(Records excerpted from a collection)
——

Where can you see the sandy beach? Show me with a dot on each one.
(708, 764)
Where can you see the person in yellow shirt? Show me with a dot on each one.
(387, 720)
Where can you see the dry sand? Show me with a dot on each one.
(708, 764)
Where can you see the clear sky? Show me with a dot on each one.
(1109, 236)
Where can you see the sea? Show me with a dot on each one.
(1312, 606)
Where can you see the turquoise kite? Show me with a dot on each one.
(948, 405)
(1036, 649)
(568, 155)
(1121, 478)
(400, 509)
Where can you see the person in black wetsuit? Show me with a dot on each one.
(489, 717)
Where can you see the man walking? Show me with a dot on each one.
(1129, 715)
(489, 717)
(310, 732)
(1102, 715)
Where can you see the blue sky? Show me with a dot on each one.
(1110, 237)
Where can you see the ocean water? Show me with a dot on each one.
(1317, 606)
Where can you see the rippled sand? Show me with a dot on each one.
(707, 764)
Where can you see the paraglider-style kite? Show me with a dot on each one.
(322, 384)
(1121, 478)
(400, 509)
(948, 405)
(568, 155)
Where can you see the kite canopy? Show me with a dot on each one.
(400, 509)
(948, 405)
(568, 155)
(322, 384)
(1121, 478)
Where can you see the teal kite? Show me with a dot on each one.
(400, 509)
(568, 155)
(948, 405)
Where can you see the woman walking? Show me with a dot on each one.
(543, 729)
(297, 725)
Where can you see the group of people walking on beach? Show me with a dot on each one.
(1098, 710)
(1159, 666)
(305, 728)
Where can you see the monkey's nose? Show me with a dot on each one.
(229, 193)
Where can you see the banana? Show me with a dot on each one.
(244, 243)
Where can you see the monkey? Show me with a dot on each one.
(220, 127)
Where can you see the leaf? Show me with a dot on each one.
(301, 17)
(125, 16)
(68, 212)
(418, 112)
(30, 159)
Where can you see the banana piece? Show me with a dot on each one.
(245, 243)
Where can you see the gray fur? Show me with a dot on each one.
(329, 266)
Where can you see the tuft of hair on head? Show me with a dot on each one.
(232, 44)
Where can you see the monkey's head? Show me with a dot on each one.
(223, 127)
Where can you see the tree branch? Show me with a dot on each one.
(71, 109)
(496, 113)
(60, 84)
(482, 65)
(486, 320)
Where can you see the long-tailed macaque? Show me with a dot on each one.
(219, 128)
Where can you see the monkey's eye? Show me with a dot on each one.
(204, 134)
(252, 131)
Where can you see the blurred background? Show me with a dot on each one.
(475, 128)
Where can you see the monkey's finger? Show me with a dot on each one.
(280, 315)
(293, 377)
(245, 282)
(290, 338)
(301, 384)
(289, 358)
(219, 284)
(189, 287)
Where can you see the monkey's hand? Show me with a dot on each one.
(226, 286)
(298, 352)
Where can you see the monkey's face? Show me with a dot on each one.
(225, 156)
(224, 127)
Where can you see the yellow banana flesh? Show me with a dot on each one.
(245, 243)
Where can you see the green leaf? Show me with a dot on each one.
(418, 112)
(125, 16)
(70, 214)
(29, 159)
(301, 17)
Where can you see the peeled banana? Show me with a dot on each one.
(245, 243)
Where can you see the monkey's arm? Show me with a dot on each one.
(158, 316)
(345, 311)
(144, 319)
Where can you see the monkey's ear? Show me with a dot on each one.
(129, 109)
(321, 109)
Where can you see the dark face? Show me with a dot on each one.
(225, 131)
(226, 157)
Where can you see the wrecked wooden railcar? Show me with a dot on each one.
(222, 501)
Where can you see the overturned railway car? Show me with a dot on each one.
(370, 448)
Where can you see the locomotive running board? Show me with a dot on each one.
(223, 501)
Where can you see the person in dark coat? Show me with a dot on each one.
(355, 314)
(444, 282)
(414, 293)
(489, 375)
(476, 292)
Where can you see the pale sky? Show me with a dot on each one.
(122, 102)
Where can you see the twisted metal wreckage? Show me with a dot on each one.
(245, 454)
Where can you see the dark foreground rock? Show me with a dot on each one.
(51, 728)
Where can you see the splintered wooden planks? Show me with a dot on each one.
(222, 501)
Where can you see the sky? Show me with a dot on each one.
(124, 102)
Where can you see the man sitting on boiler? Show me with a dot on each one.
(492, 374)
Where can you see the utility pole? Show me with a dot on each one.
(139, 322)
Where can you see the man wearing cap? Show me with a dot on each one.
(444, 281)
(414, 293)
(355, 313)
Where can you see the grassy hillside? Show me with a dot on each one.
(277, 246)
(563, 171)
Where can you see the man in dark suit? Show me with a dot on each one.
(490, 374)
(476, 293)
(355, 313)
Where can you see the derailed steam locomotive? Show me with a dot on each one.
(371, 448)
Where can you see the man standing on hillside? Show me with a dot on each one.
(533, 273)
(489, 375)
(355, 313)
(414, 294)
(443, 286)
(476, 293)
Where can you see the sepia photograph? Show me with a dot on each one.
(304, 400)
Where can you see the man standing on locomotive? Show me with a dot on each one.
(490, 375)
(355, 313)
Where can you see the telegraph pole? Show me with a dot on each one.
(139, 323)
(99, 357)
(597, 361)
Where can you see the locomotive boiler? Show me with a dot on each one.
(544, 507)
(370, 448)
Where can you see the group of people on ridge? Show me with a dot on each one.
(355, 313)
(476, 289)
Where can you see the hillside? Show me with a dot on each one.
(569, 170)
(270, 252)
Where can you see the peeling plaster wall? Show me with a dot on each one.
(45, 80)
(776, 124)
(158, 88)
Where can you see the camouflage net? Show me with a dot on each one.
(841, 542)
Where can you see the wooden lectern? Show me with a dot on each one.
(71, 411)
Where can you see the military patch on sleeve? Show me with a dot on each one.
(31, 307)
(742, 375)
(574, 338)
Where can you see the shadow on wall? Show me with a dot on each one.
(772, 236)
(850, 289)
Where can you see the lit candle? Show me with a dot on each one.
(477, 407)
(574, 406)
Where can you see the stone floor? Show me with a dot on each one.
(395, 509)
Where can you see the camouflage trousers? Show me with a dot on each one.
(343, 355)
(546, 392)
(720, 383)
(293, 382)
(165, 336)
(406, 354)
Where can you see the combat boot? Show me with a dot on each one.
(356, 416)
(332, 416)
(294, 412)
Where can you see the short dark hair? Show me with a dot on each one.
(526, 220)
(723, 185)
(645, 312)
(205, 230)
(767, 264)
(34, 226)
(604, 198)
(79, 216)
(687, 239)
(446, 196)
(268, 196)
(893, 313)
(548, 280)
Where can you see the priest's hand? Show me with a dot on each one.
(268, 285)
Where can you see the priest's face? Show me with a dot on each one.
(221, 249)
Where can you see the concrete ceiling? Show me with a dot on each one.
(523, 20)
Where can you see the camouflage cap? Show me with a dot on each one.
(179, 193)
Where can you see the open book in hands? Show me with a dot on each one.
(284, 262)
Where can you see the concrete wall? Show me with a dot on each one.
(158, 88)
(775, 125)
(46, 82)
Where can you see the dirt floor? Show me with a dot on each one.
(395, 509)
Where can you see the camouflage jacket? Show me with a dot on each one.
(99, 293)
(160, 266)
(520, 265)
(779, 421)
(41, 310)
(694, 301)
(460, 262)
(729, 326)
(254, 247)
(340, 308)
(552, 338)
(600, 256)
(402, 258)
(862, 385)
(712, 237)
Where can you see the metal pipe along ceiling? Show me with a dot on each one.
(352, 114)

——

(CHALLENGE)
Update the material above by replacing every occurrence of "Show me with a dot on each one" with "Mark each one with a dot", keeping all other text unchanged.

(EXERCISE ANSWER)
Where can you see the sandy beach? Mark each one with a dot.
(708, 764)
Where can you see the person in yellow shirt? Mark each one with a dot.
(387, 720)
Where can you see the dry sand? Mark each one with a dot.
(708, 764)
Where can you see the clear sky? Mark each one with a dot.
(1109, 236)
Where can you see the sea? Mark each one with a dot.
(1312, 606)
Where can you see the turquoise kite? Mark each one with a dot.
(948, 405)
(1036, 649)
(568, 155)
(1121, 478)
(400, 509)
Where can you see the person in black wetsuit? Mark each one with a dot.
(489, 717)
Where can you see the man walking? Mark each one with a dot.
(1129, 715)
(489, 717)
(310, 732)
(1102, 715)
Where can you see the blue sky? Mark each one with a dot.
(1110, 237)
Where can you see the ocean water? Mark each one with a dot.
(1317, 606)
Where can you see the rippled sand? Mark each one with a dot.
(707, 764)
Where can you see the paraglider-style kite? Mark each one with a dot.
(322, 384)
(1121, 478)
(400, 509)
(948, 405)
(568, 155)
Where can you see the kite canopy? Mark each one with a dot.
(400, 509)
(948, 405)
(568, 155)
(322, 384)
(1121, 478)
Where can you see the teal kite? Mark each one with a dot.
(400, 509)
(568, 155)
(948, 405)
Where can you see the woman walking? Mark each one with a dot.
(543, 729)
(297, 725)
Where can you see the group of people walking on beach? Mark each one with a dot.
(1098, 710)
(1159, 666)
(305, 728)
Where can you see the monkey's nose? Mark each one with a dot.
(229, 193)
Where can you see the banana? Mark each one with a dot.
(244, 243)
Where can you see the monkey? Mark each one with a dot.
(220, 127)
Where can you see the leaf? Mark each one with a dot.
(301, 17)
(125, 16)
(68, 212)
(418, 112)
(30, 159)
Where can you see the banana piece? Mark each one with a dot.
(245, 243)
Where can you see the gray fur? Mark each one with a dot.
(329, 266)
Where can you see the tuft of hair on head? Mark each one with a dot.
(232, 44)
Where can you see the monkey's head? Mark each one with a dot.
(223, 127)
Where can you see the tree branch? Mark each one with a dot.
(71, 109)
(496, 113)
(60, 84)
(482, 65)
(486, 320)
Where can you see the long-tailed macaque? Mark each one with a dot.
(219, 128)
Where can you see the monkey's eye? Mark each one with a dot.
(204, 134)
(252, 131)
Where can you see the blurred background? Mark each one with a dot.
(475, 128)
Where can you see the monkey's finger? Mark each one with a dot.
(280, 315)
(293, 377)
(245, 282)
(290, 338)
(301, 384)
(289, 358)
(219, 284)
(189, 287)
Where can you see the monkey's hand? Mark each one with a dot.
(226, 286)
(298, 352)
Where can you see the monkey's face? Mark each one with a dot.
(225, 156)
(224, 127)
Where can you see the yellow banana flesh? Mark each one with a dot.
(245, 243)
Where can you see the green leaf? Mark each one with a dot.
(418, 112)
(125, 16)
(70, 214)
(29, 159)
(301, 17)
Where can you see the peeled banana? Mark each one with a dot.
(245, 243)
Where can you see the monkey's arm? Mark each one with a dot.
(158, 316)
(345, 311)
(144, 319)
Where can you see the monkey's ear? Mark each one with a dot.
(129, 109)
(321, 109)
Where can you see the dark face? Mark each one with a dot.
(225, 131)
(226, 157)
Where can you see the wrecked wooden railcar? Mark each one with a dot.
(222, 501)
Where can you see the overturned railway car? Mark each one with a dot.
(370, 448)
Where can you see the locomotive running board? Mark each one with a dot.
(223, 501)
Where can you see the person in dark coat? Mark each one with a dot.
(355, 314)
(444, 282)
(414, 293)
(489, 375)
(476, 292)
Where can you see the pale sky? Mark each one with a dot.
(122, 102)
Where can you see the twisted metal wreckage? Mark each one with a dot.
(245, 454)
Where can you see the dark foreground rock? Mark each one with a dot.
(51, 728)
Where can you see the splintered wooden planks? Mark each one with a dot.
(222, 501)
Where can you see the sky? Mark each one with a dot.
(124, 102)
Where can you see the man sitting on boiler? Mark each one with a dot.
(492, 374)
Where can you see the utility pole? Mark each one with a dot.
(139, 322)
Where can you see the man wearing cap? Mark each one with a dot.
(444, 281)
(414, 293)
(355, 313)
Where can you see the grassy hillside? Mark each one with a dot.
(277, 246)
(563, 171)
Where can you see the man in dark suit? Mark each one with a dot.
(490, 374)
(476, 293)
(355, 313)
Where can you see the derailed steam locomotive? Mark each one with a dot.
(371, 448)
Where can you see the man standing on hillside? Mark each one with a dot.
(533, 273)
(489, 375)
(355, 313)
(414, 294)
(443, 286)
(476, 293)
Where can you see the sepia photograph? Mark each one with a dot.
(304, 400)
Where can you see the man standing on locomotive? Mark each one with a dot.
(490, 375)
(355, 313)
Where can you see the telegraph pole? Mark each one with a dot.
(139, 323)
(99, 357)
(597, 361)
Where can you see the locomotive boiler? Mark each one with a dot.
(544, 507)
(370, 448)
Where can you see the group of people on ridge? Mark each one with a dot.
(355, 313)
(476, 289)
Where can you see the hillside? Mark each one with a dot.
(569, 170)
(270, 252)
Where can you see the peeling plaster wall? Mark each one with a dot.
(45, 80)
(776, 124)
(158, 88)
Where can you see the camouflage net? Mark each one with a dot.
(841, 542)
Where can you see the wooden lectern? Mark each one with a dot.
(71, 411)
Where can you see the military patch on sleeve? Mark each one with a dot.
(31, 307)
(742, 375)
(574, 338)
Where can you see the shadow on wall? Mark each one with a dot.
(772, 236)
(850, 289)
Where can you see the lit candle? Mark each one with a dot.
(477, 407)
(574, 406)
Where can you see the stone floor? Mark each one with a dot.
(395, 509)
Where can you see the camouflage trousers? Mark each one with a dot.
(343, 355)
(546, 392)
(720, 383)
(293, 382)
(165, 336)
(406, 354)
Where can you see the combat boot? Mark each one with a dot.
(356, 416)
(332, 416)
(294, 412)
Where can you see the short dark hair? Mark each one with a dot.
(526, 220)
(723, 185)
(645, 312)
(205, 230)
(767, 264)
(34, 226)
(604, 198)
(79, 216)
(687, 239)
(446, 196)
(268, 196)
(893, 313)
(548, 280)
Where can you see the priest's hand? Mark each one with a dot.
(268, 285)
Where can you see the priest's face? Mark each one with a dot.
(221, 249)
Where can you see the concrete ceiling? Mark each one with a dot.
(523, 20)
Where can you see the camouflage cap? Mark each one with a dot.
(179, 193)
Where can you see the open book in hands? Mark each one with a dot.
(284, 262)
Where can you see the concrete wall? Mark each one with a dot.
(158, 88)
(775, 125)
(46, 82)
Where can you see the dirt floor? Mark each one with a dot.
(395, 509)
Where can you see the camouflage jacket? Mark each one with a dot.
(99, 293)
(160, 266)
(520, 265)
(779, 421)
(41, 310)
(694, 301)
(460, 262)
(729, 326)
(254, 247)
(340, 308)
(552, 338)
(600, 256)
(402, 258)
(862, 385)
(712, 237)
Where can you see the metal pipe along ceiling? Mark each one with a dot.
(352, 114)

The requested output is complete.